### [Recorded data]

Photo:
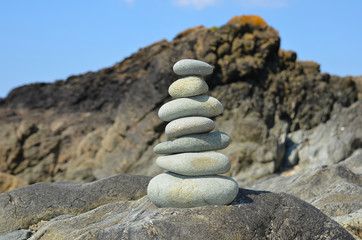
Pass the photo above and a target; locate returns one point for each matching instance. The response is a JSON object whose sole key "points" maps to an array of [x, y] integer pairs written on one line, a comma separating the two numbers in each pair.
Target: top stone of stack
{"points": [[192, 67]]}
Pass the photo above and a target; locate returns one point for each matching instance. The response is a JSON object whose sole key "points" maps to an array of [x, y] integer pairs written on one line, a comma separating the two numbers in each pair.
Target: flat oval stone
{"points": [[203, 105], [192, 67], [189, 125], [194, 143], [173, 190], [188, 87], [195, 164]]}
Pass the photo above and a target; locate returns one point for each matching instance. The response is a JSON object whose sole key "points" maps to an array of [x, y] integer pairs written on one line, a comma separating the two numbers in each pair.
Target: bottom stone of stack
{"points": [[173, 190]]}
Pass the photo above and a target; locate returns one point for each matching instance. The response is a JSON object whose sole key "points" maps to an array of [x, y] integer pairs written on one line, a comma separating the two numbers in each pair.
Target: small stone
{"points": [[203, 105], [192, 67], [173, 190], [188, 87], [193, 164], [188, 125], [194, 143]]}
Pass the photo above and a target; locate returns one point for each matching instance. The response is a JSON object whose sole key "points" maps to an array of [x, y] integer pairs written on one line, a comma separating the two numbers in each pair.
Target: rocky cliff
{"points": [[101, 123], [285, 118]]}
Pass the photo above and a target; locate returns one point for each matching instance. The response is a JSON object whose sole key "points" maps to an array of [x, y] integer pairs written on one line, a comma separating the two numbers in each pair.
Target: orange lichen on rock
{"points": [[245, 19]]}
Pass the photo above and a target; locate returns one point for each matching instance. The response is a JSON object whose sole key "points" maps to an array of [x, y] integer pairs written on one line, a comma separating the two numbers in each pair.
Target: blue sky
{"points": [[48, 40]]}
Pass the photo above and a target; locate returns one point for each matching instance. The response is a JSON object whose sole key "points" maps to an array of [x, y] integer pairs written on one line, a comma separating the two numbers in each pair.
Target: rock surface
{"points": [[102, 123], [335, 189], [194, 143], [188, 125], [192, 67], [193, 164], [28, 205], [252, 215], [188, 87], [203, 105], [177, 191]]}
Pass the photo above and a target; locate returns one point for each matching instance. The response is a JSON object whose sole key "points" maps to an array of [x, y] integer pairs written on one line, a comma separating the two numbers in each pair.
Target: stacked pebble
{"points": [[192, 162]]}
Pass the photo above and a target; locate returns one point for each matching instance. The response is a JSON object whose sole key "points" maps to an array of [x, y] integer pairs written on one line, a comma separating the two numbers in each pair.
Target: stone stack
{"points": [[191, 159]]}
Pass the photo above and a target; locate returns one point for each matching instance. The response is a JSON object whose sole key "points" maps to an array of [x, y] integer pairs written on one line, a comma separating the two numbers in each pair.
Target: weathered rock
{"points": [[252, 215], [95, 121], [336, 189], [193, 164], [189, 125], [194, 143], [18, 235], [25, 206], [188, 87], [178, 191], [335, 140], [192, 67], [204, 106], [9, 182]]}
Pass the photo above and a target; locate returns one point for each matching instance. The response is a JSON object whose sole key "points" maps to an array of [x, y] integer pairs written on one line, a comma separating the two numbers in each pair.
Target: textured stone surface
{"points": [[193, 164], [189, 125], [9, 182], [194, 143], [103, 123], [192, 67], [173, 190], [334, 140], [28, 205], [252, 215], [335, 189], [188, 87], [205, 106]]}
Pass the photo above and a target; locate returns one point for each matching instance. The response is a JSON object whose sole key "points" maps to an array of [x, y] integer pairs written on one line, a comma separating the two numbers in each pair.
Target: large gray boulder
{"points": [[112, 209], [335, 189]]}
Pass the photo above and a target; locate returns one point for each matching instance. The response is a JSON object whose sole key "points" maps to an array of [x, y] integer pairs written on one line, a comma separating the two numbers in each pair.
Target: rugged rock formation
{"points": [[281, 113], [114, 208], [98, 124]]}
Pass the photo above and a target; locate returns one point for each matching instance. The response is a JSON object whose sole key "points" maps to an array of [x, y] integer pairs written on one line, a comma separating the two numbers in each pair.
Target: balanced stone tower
{"points": [[190, 157]]}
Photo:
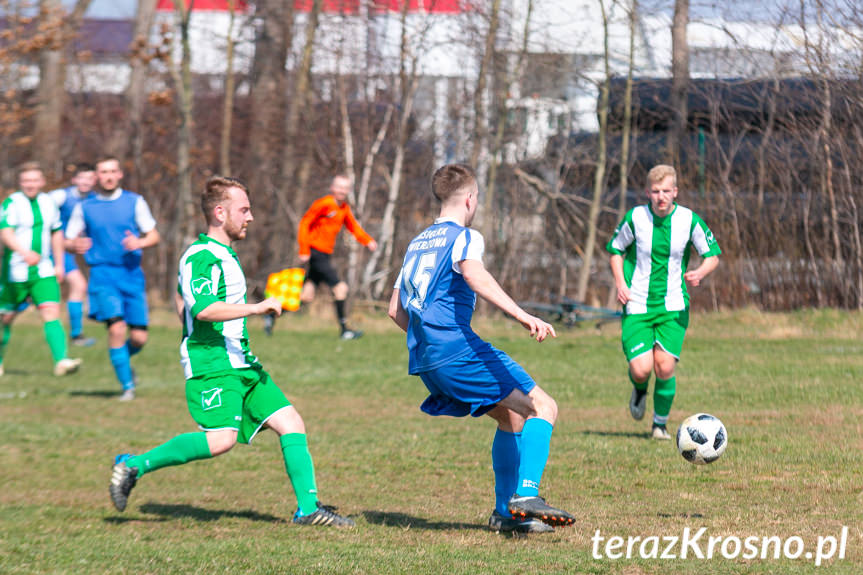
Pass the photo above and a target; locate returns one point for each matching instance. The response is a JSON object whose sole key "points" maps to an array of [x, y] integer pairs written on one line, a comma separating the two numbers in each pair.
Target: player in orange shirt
{"points": [[317, 238]]}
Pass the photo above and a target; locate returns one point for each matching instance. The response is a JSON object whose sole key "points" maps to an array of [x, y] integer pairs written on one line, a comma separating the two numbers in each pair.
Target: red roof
{"points": [[336, 6]]}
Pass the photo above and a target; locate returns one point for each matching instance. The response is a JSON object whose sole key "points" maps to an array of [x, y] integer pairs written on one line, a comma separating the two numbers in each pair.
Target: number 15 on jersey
{"points": [[417, 273]]}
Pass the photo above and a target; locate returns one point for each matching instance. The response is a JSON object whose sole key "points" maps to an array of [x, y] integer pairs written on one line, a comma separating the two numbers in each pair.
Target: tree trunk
{"points": [[679, 79], [267, 134], [503, 89], [599, 175], [626, 136], [127, 139], [228, 110], [408, 86], [186, 213], [480, 102], [58, 28]]}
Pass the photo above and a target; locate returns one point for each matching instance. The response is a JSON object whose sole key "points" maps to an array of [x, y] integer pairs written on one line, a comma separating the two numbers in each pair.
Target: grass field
{"points": [[788, 388]]}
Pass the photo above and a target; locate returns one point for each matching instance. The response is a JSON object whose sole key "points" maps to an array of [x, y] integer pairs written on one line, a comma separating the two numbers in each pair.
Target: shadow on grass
{"points": [[94, 393], [404, 521], [133, 519], [638, 434], [201, 514]]}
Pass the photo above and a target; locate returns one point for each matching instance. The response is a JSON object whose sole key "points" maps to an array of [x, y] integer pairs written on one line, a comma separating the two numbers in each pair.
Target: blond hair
{"points": [[216, 192], [448, 180], [660, 172]]}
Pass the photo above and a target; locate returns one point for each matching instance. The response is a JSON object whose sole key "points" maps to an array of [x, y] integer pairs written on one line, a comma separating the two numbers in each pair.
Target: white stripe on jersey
{"points": [[681, 224], [474, 243], [19, 214], [235, 293], [642, 221]]}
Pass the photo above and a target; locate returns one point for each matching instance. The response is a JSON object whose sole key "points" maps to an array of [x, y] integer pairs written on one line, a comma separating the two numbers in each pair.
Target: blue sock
{"points": [[133, 350], [120, 360], [76, 316], [504, 461], [535, 442]]}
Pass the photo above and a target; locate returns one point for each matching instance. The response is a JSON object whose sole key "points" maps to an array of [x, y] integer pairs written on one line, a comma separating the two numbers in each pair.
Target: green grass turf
{"points": [[787, 388]]}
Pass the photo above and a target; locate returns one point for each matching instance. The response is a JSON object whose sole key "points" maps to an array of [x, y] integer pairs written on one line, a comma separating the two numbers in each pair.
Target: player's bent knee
{"points": [[544, 405], [287, 420], [221, 441]]}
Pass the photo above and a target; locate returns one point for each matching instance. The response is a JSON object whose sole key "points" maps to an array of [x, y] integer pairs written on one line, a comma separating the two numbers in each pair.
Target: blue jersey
{"points": [[107, 220], [437, 299]]}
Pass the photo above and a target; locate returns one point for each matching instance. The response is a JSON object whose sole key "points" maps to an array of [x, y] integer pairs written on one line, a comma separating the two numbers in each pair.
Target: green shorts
{"points": [[641, 331], [242, 399], [41, 291]]}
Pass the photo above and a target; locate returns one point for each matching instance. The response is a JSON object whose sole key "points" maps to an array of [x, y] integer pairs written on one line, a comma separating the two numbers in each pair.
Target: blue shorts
{"points": [[69, 262], [118, 292], [474, 383]]}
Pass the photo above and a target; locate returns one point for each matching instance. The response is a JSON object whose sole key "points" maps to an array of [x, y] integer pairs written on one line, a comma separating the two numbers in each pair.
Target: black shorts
{"points": [[321, 269]]}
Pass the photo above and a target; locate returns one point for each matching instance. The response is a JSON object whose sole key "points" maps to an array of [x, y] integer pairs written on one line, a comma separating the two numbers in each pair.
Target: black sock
{"points": [[340, 313]]}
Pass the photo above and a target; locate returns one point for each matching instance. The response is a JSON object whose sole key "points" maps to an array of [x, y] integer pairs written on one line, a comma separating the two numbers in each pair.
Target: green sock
{"points": [[55, 335], [177, 451], [4, 339], [301, 470], [639, 385], [663, 395]]}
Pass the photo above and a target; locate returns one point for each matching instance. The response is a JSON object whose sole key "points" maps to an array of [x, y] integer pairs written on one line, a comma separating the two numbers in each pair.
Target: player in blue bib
{"points": [[111, 228], [433, 303], [66, 199]]}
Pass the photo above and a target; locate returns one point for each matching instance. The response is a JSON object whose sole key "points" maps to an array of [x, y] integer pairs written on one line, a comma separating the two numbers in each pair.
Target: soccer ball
{"points": [[701, 438]]}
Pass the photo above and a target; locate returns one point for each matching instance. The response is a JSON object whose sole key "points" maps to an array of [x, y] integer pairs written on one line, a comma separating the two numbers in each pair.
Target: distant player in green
{"points": [[229, 394], [31, 233], [649, 258]]}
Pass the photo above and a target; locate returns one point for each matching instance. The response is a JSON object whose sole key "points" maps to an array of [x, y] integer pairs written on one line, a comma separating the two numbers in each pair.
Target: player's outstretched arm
{"points": [[221, 311], [7, 235], [58, 244], [396, 312], [616, 263], [708, 264], [484, 284]]}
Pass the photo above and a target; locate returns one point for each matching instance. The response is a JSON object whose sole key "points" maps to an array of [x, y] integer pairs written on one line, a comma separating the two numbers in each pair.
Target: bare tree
{"points": [[601, 163], [679, 79], [228, 108], [481, 96], [56, 30], [267, 130], [183, 85], [127, 138], [407, 87], [296, 175], [503, 89]]}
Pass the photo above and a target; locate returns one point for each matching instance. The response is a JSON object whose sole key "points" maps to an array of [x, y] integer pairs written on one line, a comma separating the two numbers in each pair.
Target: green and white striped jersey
{"points": [[210, 272], [33, 222], [656, 254]]}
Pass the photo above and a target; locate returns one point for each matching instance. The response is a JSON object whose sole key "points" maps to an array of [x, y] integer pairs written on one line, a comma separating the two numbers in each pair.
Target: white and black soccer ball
{"points": [[701, 438]]}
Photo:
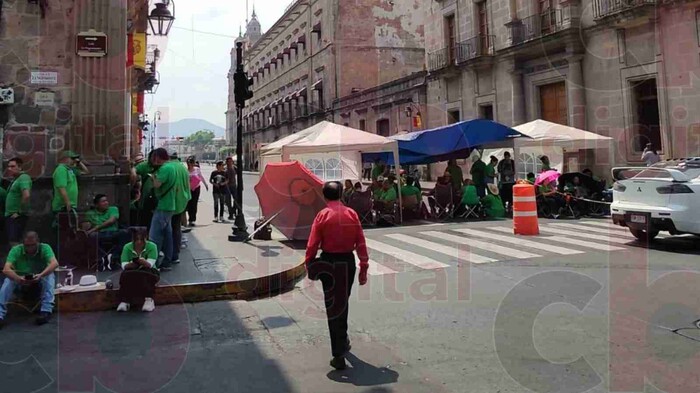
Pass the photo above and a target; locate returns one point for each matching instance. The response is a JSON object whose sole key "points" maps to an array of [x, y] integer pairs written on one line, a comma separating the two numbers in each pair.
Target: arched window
{"points": [[315, 166], [333, 169]]}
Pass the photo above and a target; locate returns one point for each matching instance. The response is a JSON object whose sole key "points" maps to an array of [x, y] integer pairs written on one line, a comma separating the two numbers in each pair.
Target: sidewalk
{"points": [[210, 268]]}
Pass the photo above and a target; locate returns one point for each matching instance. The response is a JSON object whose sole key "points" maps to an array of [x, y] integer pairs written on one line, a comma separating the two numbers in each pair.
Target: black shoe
{"points": [[43, 318], [338, 363]]}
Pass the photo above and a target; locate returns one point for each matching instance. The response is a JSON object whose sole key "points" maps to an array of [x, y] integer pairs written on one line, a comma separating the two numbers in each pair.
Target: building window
{"points": [[553, 105], [646, 126], [453, 117], [383, 127], [333, 169], [486, 111], [450, 38], [315, 166]]}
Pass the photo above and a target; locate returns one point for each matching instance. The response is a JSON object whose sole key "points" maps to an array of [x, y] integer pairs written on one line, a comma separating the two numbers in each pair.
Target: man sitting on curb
{"points": [[28, 264]]}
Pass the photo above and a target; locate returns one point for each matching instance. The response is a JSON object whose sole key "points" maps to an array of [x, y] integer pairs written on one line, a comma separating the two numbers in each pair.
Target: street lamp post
{"points": [[242, 93]]}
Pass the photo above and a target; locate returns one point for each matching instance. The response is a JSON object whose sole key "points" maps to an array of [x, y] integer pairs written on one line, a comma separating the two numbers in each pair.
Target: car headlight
{"points": [[619, 187]]}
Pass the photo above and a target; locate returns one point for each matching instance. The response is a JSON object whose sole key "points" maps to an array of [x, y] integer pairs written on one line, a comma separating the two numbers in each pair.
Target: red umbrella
{"points": [[291, 190]]}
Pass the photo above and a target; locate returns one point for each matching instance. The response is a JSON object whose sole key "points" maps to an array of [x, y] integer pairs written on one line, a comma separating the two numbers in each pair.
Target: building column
{"points": [[517, 95], [576, 93]]}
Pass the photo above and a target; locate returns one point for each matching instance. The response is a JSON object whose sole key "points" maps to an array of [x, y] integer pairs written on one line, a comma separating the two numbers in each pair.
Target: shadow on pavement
{"points": [[364, 374]]}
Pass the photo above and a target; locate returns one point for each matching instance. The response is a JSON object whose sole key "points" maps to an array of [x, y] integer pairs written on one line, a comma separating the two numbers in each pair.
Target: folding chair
{"points": [[361, 202], [444, 204]]}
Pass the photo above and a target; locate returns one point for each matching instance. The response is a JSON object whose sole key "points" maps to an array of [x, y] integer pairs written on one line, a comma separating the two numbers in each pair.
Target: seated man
{"points": [[386, 199], [137, 283], [493, 205], [104, 226], [28, 264]]}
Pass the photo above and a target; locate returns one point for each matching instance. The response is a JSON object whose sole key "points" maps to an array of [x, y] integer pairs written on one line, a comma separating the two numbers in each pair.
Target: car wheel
{"points": [[644, 236]]}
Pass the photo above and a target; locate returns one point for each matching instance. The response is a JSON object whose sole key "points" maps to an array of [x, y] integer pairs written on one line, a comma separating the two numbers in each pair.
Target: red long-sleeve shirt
{"points": [[337, 229]]}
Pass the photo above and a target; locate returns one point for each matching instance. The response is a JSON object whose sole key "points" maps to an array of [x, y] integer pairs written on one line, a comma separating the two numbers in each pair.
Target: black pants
{"points": [[137, 284], [192, 205], [219, 203], [337, 275], [176, 225]]}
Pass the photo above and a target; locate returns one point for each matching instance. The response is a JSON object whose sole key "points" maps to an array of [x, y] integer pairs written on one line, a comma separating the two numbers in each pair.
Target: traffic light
{"points": [[242, 86]]}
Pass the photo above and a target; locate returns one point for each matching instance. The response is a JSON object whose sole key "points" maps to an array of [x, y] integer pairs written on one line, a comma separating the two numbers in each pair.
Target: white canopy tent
{"points": [[330, 151], [542, 137]]}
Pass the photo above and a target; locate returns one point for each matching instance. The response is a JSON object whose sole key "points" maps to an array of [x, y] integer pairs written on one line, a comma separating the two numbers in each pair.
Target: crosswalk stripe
{"points": [[592, 229], [603, 225], [560, 231], [494, 248], [377, 269], [454, 252], [583, 243], [405, 256], [518, 241]]}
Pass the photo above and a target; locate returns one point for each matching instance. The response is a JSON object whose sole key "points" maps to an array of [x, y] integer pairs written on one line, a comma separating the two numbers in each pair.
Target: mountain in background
{"points": [[185, 127]]}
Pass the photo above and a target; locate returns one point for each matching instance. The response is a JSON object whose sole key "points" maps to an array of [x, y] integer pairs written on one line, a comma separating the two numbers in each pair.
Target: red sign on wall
{"points": [[91, 44]]}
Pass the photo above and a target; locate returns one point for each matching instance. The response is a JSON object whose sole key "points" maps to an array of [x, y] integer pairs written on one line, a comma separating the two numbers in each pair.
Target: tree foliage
{"points": [[201, 138]]}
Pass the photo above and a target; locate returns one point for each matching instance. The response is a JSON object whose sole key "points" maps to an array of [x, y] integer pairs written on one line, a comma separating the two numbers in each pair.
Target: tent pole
{"points": [[397, 165]]}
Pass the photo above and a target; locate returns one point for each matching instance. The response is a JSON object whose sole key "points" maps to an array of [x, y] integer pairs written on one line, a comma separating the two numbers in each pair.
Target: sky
{"points": [[194, 66]]}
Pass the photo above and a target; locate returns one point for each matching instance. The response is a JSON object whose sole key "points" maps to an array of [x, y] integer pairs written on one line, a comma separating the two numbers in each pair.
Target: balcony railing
{"points": [[605, 8], [537, 26], [481, 45], [441, 58]]}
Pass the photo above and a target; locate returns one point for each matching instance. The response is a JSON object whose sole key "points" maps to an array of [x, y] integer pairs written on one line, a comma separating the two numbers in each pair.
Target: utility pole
{"points": [[242, 93]]}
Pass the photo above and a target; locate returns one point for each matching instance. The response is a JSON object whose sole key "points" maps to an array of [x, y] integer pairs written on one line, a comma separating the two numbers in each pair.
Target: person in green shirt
{"points": [[65, 183], [478, 175], [104, 229], [17, 202], [493, 205], [455, 173], [30, 263], [137, 283]]}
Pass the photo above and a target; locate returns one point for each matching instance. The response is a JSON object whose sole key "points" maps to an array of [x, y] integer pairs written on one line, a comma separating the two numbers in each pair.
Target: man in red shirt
{"points": [[337, 231]]}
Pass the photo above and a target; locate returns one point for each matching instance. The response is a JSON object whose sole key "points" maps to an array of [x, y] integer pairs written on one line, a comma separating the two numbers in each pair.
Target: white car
{"points": [[662, 197]]}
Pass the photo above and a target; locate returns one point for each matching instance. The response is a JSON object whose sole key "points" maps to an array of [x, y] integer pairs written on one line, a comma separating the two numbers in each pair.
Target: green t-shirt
{"points": [[456, 175], [149, 253], [469, 196], [493, 206], [97, 217], [64, 177], [3, 196], [24, 264], [174, 192], [411, 190], [388, 195], [13, 203], [477, 172]]}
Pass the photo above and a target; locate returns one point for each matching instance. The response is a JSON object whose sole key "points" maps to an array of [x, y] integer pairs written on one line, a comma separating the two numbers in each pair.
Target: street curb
{"points": [[104, 300]]}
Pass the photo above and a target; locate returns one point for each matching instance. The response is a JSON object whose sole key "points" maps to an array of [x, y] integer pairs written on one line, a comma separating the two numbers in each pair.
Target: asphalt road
{"points": [[448, 308]]}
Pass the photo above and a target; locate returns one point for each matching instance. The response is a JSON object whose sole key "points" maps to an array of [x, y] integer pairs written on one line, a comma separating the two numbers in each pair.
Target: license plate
{"points": [[638, 218]]}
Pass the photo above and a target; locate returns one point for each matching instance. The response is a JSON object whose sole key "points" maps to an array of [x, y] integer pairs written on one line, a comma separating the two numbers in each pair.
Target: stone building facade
{"points": [[66, 101], [622, 69], [320, 51]]}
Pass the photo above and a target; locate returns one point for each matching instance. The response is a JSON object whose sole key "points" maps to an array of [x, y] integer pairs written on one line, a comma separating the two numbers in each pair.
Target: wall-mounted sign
{"points": [[91, 43], [44, 98], [43, 78]]}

### [What is required]
Select each line above that contains the string "wall", matching case exactly.

### [Final result]
Target: red sign on wall
Target: wall-mounted sign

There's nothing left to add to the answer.